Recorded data
☆ ☆ ☆ ☆ ☆ ☆ ☆

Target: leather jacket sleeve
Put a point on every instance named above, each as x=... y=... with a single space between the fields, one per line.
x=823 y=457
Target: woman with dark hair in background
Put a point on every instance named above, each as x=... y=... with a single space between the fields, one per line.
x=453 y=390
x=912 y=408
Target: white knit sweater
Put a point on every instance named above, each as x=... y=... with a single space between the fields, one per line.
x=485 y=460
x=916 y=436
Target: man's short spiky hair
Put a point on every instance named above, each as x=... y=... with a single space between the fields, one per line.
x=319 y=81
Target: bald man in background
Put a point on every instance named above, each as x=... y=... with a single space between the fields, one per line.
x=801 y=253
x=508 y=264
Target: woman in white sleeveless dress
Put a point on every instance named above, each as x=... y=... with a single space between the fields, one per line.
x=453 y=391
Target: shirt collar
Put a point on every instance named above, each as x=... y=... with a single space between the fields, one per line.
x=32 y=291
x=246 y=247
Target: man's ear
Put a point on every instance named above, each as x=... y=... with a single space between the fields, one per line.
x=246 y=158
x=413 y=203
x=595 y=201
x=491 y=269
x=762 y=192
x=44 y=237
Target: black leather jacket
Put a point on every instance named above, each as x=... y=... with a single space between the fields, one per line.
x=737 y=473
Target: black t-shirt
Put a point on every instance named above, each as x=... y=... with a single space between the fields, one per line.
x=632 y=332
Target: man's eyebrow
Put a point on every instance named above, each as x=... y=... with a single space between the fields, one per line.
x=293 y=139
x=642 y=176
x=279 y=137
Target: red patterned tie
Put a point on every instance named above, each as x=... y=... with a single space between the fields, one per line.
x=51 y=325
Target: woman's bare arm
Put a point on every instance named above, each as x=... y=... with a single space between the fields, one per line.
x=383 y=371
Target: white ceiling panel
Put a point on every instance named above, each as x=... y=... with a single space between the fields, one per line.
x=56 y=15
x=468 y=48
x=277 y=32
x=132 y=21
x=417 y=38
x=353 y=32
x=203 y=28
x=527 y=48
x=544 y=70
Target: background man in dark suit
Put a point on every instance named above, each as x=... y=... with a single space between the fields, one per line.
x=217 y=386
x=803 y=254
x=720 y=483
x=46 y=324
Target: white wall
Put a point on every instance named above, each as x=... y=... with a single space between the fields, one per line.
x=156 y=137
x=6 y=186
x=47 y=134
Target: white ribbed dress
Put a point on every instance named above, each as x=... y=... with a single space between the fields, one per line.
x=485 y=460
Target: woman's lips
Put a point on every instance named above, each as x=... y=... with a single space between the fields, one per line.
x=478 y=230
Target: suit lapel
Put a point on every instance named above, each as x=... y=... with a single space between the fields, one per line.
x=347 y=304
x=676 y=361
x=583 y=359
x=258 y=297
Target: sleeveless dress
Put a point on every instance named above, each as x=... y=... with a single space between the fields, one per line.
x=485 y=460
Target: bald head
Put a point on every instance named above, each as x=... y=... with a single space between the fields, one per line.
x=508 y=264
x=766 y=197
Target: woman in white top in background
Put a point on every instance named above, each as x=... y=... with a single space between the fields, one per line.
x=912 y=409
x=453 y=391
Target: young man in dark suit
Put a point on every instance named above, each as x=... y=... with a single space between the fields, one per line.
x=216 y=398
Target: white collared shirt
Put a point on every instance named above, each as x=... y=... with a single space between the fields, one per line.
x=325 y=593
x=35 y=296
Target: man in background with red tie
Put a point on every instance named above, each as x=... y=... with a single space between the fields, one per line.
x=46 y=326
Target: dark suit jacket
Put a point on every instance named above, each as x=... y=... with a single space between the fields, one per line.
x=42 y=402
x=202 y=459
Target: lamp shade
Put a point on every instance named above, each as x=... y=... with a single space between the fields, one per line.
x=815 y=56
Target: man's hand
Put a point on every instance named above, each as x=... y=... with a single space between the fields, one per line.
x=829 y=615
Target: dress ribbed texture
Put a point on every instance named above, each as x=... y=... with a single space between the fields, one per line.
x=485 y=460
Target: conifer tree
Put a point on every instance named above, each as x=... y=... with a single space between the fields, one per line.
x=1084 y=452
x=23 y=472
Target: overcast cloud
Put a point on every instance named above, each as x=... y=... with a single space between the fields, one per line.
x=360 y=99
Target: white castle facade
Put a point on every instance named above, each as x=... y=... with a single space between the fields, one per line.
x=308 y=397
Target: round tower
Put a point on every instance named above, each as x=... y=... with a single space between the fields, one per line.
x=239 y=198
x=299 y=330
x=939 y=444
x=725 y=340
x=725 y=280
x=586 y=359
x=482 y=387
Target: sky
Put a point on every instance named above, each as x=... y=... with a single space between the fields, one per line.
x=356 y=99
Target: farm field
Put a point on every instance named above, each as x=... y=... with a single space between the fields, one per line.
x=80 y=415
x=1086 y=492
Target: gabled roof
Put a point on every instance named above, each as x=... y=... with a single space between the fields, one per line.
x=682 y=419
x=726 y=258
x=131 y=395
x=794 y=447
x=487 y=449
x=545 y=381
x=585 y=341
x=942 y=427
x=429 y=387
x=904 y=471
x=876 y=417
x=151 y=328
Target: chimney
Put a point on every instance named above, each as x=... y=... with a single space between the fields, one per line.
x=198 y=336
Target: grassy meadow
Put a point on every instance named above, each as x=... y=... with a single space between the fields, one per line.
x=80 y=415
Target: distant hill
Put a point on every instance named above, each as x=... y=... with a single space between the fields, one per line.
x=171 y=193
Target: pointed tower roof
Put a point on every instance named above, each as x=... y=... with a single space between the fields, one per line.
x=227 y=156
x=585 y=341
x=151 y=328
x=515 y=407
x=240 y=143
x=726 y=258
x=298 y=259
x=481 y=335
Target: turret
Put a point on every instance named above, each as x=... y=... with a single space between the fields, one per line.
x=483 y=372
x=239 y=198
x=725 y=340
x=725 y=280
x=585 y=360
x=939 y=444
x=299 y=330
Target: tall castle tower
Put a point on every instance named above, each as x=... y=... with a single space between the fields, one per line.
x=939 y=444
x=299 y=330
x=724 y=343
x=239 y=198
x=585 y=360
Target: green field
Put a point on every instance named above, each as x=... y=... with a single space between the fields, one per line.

☆ ☆ ☆ ☆ ☆ ☆ ☆

WORK ITEM:
Above are the entries. Copy exactly the part that opens with the line containing "Target: woman in white sleeveless dress" and closes with the line containing "Target: white ceiling panel", and no more.

RESPONSE TO THIS EXERCISE:
Target: woman in white sleeveless dress
Put a point on every instance named above, each as x=... y=... with a single space between the fields, one per line.
x=453 y=391
Target: shirt collar
Put a point on every instance named above, each as x=... y=... with a single space between the fields, one per line.
x=32 y=291
x=246 y=247
Target: man's ear
Put a point on every instance named above, each as x=... y=... with a single space between the fields, one per line.
x=246 y=158
x=413 y=203
x=595 y=201
x=491 y=269
x=762 y=192
x=44 y=237
Target: black leather jacket
Put a point on every instance named above, each as x=... y=... with a single space between the fields, one per line.
x=737 y=473
Target: black t-shirt
Put a point on every instance named above, each as x=... y=... with a single space between the fields, one per line.
x=632 y=332
Target: man's eyebrow
Put a point on every instance named above, each as x=... y=... with a single space between the fields, one per line.
x=293 y=139
x=642 y=176
x=279 y=137
Target: red patterned tie
Put a point on every instance named above, each as x=... y=... with a single space between the fields, one per line.
x=51 y=325
Target: woman's bare arm
Put a point on every instance named above, each as x=... y=... with a single space between the fields, one per line.
x=383 y=371
Target: white ceiling panel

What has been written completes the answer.